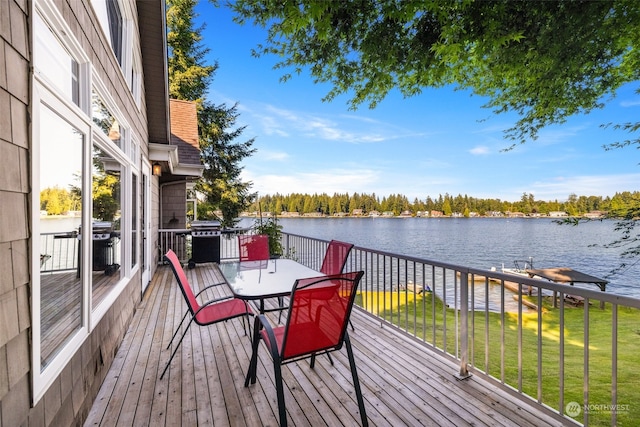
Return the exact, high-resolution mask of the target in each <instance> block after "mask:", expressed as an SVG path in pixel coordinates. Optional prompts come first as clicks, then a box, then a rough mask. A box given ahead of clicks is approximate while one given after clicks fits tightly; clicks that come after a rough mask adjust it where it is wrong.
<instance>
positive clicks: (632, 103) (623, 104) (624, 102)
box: [620, 101, 640, 107]
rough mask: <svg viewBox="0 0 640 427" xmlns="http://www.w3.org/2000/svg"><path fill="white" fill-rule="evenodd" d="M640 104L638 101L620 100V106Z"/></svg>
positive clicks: (629, 106) (638, 104)
mask: <svg viewBox="0 0 640 427" xmlns="http://www.w3.org/2000/svg"><path fill="white" fill-rule="evenodd" d="M638 105H640V101H622V102H620V106H621V107H637V106H638Z"/></svg>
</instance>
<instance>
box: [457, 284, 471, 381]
mask: <svg viewBox="0 0 640 427" xmlns="http://www.w3.org/2000/svg"><path fill="white" fill-rule="evenodd" d="M458 339H459V345H460V372H459V373H458V374H457V375H456V378H458V379H459V380H464V379H466V378H469V377H471V374H470V373H469V369H468V365H467V364H468V360H469V272H467V271H461V272H460V331H459V338H458Z"/></svg>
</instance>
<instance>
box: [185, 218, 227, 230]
mask: <svg viewBox="0 0 640 427" xmlns="http://www.w3.org/2000/svg"><path fill="white" fill-rule="evenodd" d="M219 229H220V221H215V220H212V221H192V222H191V230H193V231H204V230H219Z"/></svg>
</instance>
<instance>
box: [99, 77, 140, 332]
mask: <svg viewBox="0 0 640 427" xmlns="http://www.w3.org/2000/svg"><path fill="white" fill-rule="evenodd" d="M92 77H93V79H92V87H93V89H95V91H96V92H97V93H98V95H99V96H100V98H101V99H102V102H104V104H105V106H106V107H107V109H108V110H109V112H110V113H111V114H112V115H113V117H114V118H115V119H116V120H117V121H118V124H119V125H120V138H121V139H120V147H118V146H117V145H115V144H114V143H113V141H111V140H110V139H109V138H108V137H107V135H105V134H104V132H103V131H102V129H100V128H99V127H98V126H97V125H96V124H95V123H93V119H92V120H91V127H92V129H93V132H92V135H93V138H92V142H93V145H92V148H93V146H94V145H95V146H97V147H99V148H100V149H101V150H104V151H105V152H106V153H108V154H109V155H110V156H112V157H113V158H114V160H116V161H117V162H118V163H120V164H121V165H123V166H124V167H123V171H122V174H121V182H120V185H121V192H122V193H121V197H122V200H121V201H122V205H121V209H122V210H123V216H127V213H128V212H129V210H130V209H131V206H130V204H131V202H130V200H131V180H130V179H129V177H130V175H131V171H132V167H133V165H134V163H133V162H132V160H131V159H130V158H129V155H128V153H129V151H130V150H131V146H132V143H133V142H132V141H133V140H132V137H131V133H132V132H131V128H130V127H129V124H128V123H127V121H126V120H125V119H124V117H123V116H122V114H121V113H120V110H119V109H118V108H117V107H116V104H115V101H114V100H113V98H112V97H111V95H110V94H109V92H108V91H107V88H106V86H105V85H104V83H102V81H101V80H100V79H99V78H98V77H97V74H96V73H95V71H94V72H92ZM136 167H137V166H136ZM120 226H121V229H120V232H121V236H123V240H122V241H121V244H123V245H124V247H126V245H127V244H130V243H131V242H130V235H131V224H129V222H128V221H121V224H120ZM120 261H121V265H120V269H121V271H122V272H123V275H122V278H121V279H120V281H118V283H117V284H116V285H115V286H114V287H113V289H112V290H111V291H110V292H109V293H108V294H107V295H106V296H105V298H104V299H103V300H102V301H100V304H98V305H97V306H95V307H94V306H93V305H92V306H91V316H90V319H89V320H90V323H89V326H90V329H91V330H93V328H94V327H95V325H97V324H98V323H99V322H100V320H101V319H102V318H103V317H104V315H105V314H106V313H107V311H108V310H109V308H110V307H111V306H112V305H113V303H114V302H115V301H116V299H117V298H118V297H119V296H120V294H121V293H122V291H123V290H124V289H125V288H126V286H127V284H128V283H129V281H130V280H131V278H132V277H133V274H132V273H133V272H132V270H131V254H130V252H129V251H126V250H125V251H124V253H123V256H122V259H121V260H120ZM91 300H93V296H92V298H91Z"/></svg>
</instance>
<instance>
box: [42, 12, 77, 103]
mask: <svg viewBox="0 0 640 427" xmlns="http://www.w3.org/2000/svg"><path fill="white" fill-rule="evenodd" d="M34 25H35V29H34V32H33V33H34V35H35V43H34V54H33V60H34V62H35V70H36V73H38V74H39V75H43V76H46V78H47V80H49V81H50V82H51V83H53V84H54V85H55V86H56V87H57V89H58V90H60V91H61V92H62V93H63V94H64V95H65V96H66V97H67V98H68V99H70V100H71V101H73V103H74V104H76V105H79V102H80V101H79V88H80V86H79V83H78V76H79V69H80V67H79V65H78V62H76V61H75V60H74V59H73V57H72V56H71V55H70V54H69V52H67V50H66V49H65V48H64V47H62V45H61V43H60V41H59V40H58V38H57V37H56V36H55V35H54V34H53V33H52V32H51V29H50V28H49V27H48V26H47V24H45V22H44V21H43V20H42V18H41V17H40V15H38V14H37V13H36V14H35V20H34Z"/></svg>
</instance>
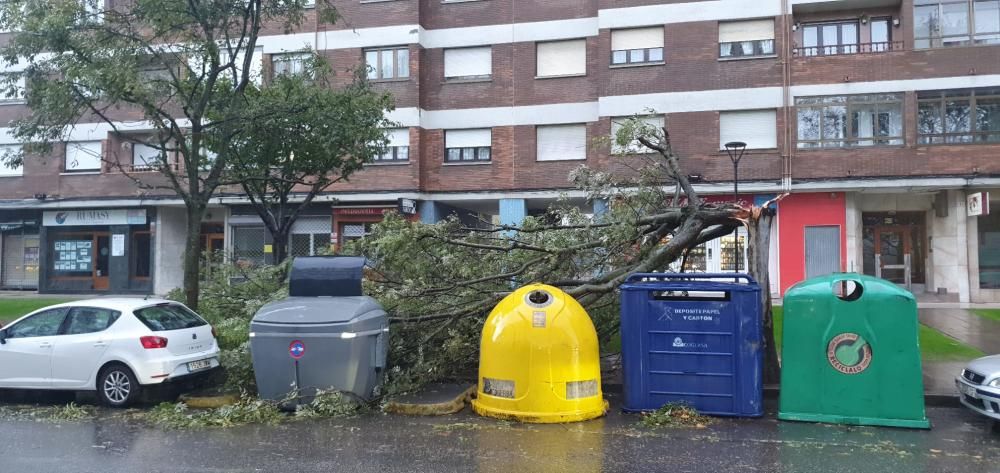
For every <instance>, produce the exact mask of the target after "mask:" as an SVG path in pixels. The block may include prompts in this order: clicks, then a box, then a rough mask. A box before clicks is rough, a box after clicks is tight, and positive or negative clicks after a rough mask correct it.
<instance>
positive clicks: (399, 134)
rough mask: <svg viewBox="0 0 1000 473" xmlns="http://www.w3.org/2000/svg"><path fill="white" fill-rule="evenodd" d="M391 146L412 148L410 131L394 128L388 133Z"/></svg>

========

- **EXERCISE INSTRUCTIONS**: Omit the pictures; restate every entry word for word.

- **REPLY**:
Return the exact, high-resolution mask of the target in each <instance> block after "mask:", expressed as an SVG path in pixel coordinates. Optional prompts come first as clicks, then a box, then a rough mask. A box given ahead of clicks is approximate while one given after clicks fits tightly; clicks that come after a rough mask adjust it where it is wrong.
<instance>
positive clicks: (632, 103) (623, 104) (624, 102)
box: [620, 101, 640, 107]
rough mask: <svg viewBox="0 0 640 427" xmlns="http://www.w3.org/2000/svg"><path fill="white" fill-rule="evenodd" d="M640 104L638 101L620 100V106Z"/></svg>
positive clicks: (629, 106) (638, 104)
mask: <svg viewBox="0 0 640 427" xmlns="http://www.w3.org/2000/svg"><path fill="white" fill-rule="evenodd" d="M638 105H640V101H622V102H620V106H621V107H637V106H638Z"/></svg>
</instance>
<instance>
box: [457, 284, 471, 381]
mask: <svg viewBox="0 0 640 427" xmlns="http://www.w3.org/2000/svg"><path fill="white" fill-rule="evenodd" d="M458 339H459V345H460V372H459V373H458V374H457V375H456V378H458V379H459V380H464V379H466V378H469V377H471V374H470V373H469V369H468V365H467V364H468V360H469V272H467V271H461V272H460V331H459V338H458Z"/></svg>
</instance>
<instance>
box: [185, 218, 227, 230]
mask: <svg viewBox="0 0 640 427" xmlns="http://www.w3.org/2000/svg"><path fill="white" fill-rule="evenodd" d="M219 229H220V221H215V220H212V221H192V222H191V230H193V231H204V230H219Z"/></svg>
</instance>
<instance>
box: [99, 77, 140, 332]
mask: <svg viewBox="0 0 640 427" xmlns="http://www.w3.org/2000/svg"><path fill="white" fill-rule="evenodd" d="M92 77H93V79H92V87H93V89H95V91H96V92H97V93H98V95H99V96H100V98H101V99H102V102H104V104H105V106H106V107H107V109H108V110H109V112H110V113H111V114H112V115H113V117H114V118H115V119H116V120H117V121H118V124H119V125H120V138H121V139H120V147H118V146H117V145H115V144H114V143H113V141H111V140H110V139H109V138H108V137H107V135H105V134H104V132H103V131H102V129H100V128H99V127H98V126H97V125H96V124H95V123H93V119H92V120H91V127H92V129H93V132H92V135H93V138H92V142H93V145H92V148H93V146H94V145H95V146H97V147H99V148H100V149H101V150H104V151H105V152H106V153H108V154H109V155H110V156H112V157H113V158H114V160H116V161H117V162H118V163H120V164H121V165H123V166H124V167H123V171H122V174H121V182H120V185H121V192H122V193H121V197H122V200H121V201H122V205H121V209H122V210H123V216H127V213H128V212H129V210H130V209H131V206H130V204H131V202H130V200H131V180H130V179H129V177H130V175H131V171H132V167H133V165H134V163H133V162H132V160H131V159H130V158H129V155H128V153H129V151H130V150H131V146H132V143H133V142H132V141H133V140H132V137H131V133H132V132H131V128H130V127H129V124H128V123H127V121H126V120H125V119H124V117H123V116H122V114H121V113H120V110H119V109H118V108H117V107H116V104H115V101H114V100H113V98H112V97H111V95H110V94H109V92H108V91H107V88H106V86H105V85H104V83H102V81H101V80H100V79H99V78H98V77H97V74H96V73H95V71H94V72H92ZM136 167H137V166H136ZM120 226H121V229H120V232H121V236H123V240H122V241H121V244H123V245H124V247H126V245H127V244H130V243H131V242H130V235H131V224H129V222H128V221H121V224H120ZM120 261H121V265H120V269H121V271H122V272H123V275H122V278H121V279H120V281H118V283H117V284H116V285H115V286H114V287H113V289H112V290H111V291H110V292H109V293H108V294H107V295H106V296H105V298H104V299H103V300H102V301H100V304H98V305H97V306H95V307H94V306H93V305H92V306H91V316H90V319H89V320H90V323H89V326H90V329H91V330H93V328H94V327H95V325H97V324H98V323H99V322H100V320H101V319H102V318H103V317H104V315H105V314H106V313H107V311H108V310H109V308H110V307H111V306H112V305H113V303H114V302H115V301H116V299H117V298H118V297H119V296H120V294H121V293H122V291H123V290H124V289H125V288H126V286H127V284H128V283H129V281H130V280H131V278H132V277H133V274H132V273H133V272H132V270H131V254H130V252H129V251H126V250H125V251H124V253H123V256H122V259H121V260H120ZM91 300H93V296H92V298H91Z"/></svg>
</instance>
<instance>
box: [42, 12, 77, 103]
mask: <svg viewBox="0 0 640 427" xmlns="http://www.w3.org/2000/svg"><path fill="white" fill-rule="evenodd" d="M34 25H35V29H34V32H33V33H34V35H35V43H34V54H33V60H34V62H35V70H36V73H38V74H39V75H43V76H46V78H47V80H49V81H50V82H51V83H53V84H54V85H55V86H56V87H57V89H58V90H60V91H61V92H62V93H63V94H64V95H65V96H66V97H67V98H68V99H70V100H71V101H73V103H74V104H76V105H79V102H80V101H79V88H80V86H79V83H78V76H79V69H80V67H79V65H78V62H76V61H75V60H74V59H73V57H72V56H71V55H70V54H69V52H67V50H66V49H65V48H64V47H62V45H61V43H60V41H59V40H58V38H57V37H56V36H55V35H54V34H53V33H52V32H51V29H50V28H49V27H48V26H47V24H45V22H44V21H43V20H42V18H41V17H40V15H38V14H37V13H36V14H35V20H34Z"/></svg>
</instance>
For every <instance>, produce the exact mask of the target after "mask:" as an SVG path in pixels. The block may include prompts in this order: clicks, then a box, then a rough mask. A box before clicks is rough, a box after clicks is tight, and positive or negative clicks after a rough mask correct it.
<instance>
positive clicks: (399, 134)
rough mask: <svg viewBox="0 0 1000 473" xmlns="http://www.w3.org/2000/svg"><path fill="white" fill-rule="evenodd" d="M391 146L412 148L410 131L394 128L388 133Z"/></svg>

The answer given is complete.